TASK REQUIREMENTS: Reproduce verbatim everything in the listing below from the line containing "the bird's dark" down to the end of the listing, both ends included.

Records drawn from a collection
· · · · · · ·
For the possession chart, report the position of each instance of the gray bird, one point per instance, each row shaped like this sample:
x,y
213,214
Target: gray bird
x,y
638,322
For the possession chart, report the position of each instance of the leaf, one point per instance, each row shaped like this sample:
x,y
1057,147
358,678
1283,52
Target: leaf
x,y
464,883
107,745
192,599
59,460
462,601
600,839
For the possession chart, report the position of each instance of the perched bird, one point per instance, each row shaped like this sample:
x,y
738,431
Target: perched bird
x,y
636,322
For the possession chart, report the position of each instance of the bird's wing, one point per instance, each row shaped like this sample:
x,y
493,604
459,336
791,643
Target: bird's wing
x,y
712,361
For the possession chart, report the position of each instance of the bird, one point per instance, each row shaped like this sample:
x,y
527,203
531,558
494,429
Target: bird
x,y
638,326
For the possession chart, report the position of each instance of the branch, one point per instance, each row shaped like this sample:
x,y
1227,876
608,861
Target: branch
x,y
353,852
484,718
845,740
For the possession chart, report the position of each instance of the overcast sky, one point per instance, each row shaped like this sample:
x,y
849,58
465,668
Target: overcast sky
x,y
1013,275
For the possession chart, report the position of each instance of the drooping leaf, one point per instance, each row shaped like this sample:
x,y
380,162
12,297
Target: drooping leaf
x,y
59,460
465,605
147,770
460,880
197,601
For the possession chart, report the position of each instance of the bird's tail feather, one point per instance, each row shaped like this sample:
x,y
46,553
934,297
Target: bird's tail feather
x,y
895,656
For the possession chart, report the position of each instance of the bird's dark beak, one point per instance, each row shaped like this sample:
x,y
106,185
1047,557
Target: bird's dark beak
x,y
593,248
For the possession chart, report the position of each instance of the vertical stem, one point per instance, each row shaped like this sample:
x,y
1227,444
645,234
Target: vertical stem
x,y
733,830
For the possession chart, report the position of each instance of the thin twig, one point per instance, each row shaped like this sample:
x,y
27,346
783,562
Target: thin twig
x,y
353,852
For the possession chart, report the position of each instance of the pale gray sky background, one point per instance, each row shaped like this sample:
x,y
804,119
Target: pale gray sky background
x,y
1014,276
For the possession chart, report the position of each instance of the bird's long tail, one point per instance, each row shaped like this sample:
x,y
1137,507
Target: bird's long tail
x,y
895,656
· · · · · · ·
EXERCISE ANSWER:
For the possession chart, report the position of each instance of the bird's dark beak, one point per instance, each row shaped like this sample:
x,y
106,185
1047,557
Target: bird's dark beak
x,y
593,248
For the possession chart, report the position of each instance of the vertical stem, one point per instance, each row shaped like this sample:
x,y
1227,444
645,234
Target: vertical stem
x,y
733,830
For the possession chart, report the position of each instance of the thin twig, one point per instance, each row shaped like this sample:
x,y
27,346
783,562
Target: thin twig
x,y
353,852
For the possession chart, report the position of each instance of the pale gray sky background, one point per instance, each row shaped like this sample:
x,y
804,119
Target: pale gray sky background
x,y
1014,276
For the possession chart, report the position of each instance of the bird's long tail, one point per instance, each row shaped like this sample:
x,y
1137,507
Target: bird's long tail
x,y
895,656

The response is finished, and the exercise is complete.